━━━ Records for this task ━━━
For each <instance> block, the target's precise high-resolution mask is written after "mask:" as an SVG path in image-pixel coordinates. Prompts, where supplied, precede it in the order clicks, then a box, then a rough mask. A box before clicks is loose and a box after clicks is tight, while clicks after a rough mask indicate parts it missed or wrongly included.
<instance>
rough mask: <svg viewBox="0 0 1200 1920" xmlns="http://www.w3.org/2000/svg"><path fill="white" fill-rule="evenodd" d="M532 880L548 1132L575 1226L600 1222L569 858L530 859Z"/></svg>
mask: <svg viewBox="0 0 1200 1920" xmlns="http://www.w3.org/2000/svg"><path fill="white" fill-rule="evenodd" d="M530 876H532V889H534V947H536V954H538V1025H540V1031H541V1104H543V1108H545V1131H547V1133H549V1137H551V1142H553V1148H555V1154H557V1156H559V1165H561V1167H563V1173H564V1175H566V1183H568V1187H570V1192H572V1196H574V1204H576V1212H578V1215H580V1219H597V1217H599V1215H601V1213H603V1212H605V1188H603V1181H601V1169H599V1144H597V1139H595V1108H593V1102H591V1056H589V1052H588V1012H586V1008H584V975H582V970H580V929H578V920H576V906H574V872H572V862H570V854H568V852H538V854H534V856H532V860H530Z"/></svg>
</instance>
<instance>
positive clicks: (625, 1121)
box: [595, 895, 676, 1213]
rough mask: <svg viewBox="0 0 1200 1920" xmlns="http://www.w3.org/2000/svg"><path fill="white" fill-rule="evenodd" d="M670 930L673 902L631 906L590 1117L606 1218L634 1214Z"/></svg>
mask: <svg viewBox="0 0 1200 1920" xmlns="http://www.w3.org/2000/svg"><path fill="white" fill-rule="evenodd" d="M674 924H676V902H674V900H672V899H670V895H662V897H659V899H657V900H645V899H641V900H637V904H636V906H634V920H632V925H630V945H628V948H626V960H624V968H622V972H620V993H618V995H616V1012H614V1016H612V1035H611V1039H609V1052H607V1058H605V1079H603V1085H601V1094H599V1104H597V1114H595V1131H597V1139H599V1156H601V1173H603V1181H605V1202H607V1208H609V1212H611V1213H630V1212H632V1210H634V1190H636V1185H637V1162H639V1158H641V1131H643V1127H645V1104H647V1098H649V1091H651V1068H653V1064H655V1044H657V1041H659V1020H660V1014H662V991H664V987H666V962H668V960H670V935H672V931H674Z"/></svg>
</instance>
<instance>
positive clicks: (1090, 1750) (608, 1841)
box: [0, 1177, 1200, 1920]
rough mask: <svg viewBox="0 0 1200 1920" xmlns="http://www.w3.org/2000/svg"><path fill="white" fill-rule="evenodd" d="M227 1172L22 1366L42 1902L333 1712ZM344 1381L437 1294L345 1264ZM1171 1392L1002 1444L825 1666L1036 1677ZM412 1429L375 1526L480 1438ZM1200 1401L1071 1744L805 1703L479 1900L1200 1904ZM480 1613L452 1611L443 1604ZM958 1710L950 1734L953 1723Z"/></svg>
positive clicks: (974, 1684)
━━━
Scan the records for the string "clicks" and report each line where it occurs.

Your response
For each <instance> block, the target's precise high-resolution mask is written after "mask:" as an SVG path in image-pixel coordinates. Prompts, where supplied, precede it in the order clicks, then a box, then a rough mask. A box before clicks is loose and a box after clicks is tight, while clicks after a rough mask indicate parts it missed or wrongly included.
positive clicks: (625, 1121)
positive clicks: (1090, 1750) (608, 1841)
positive clicks: (974, 1684)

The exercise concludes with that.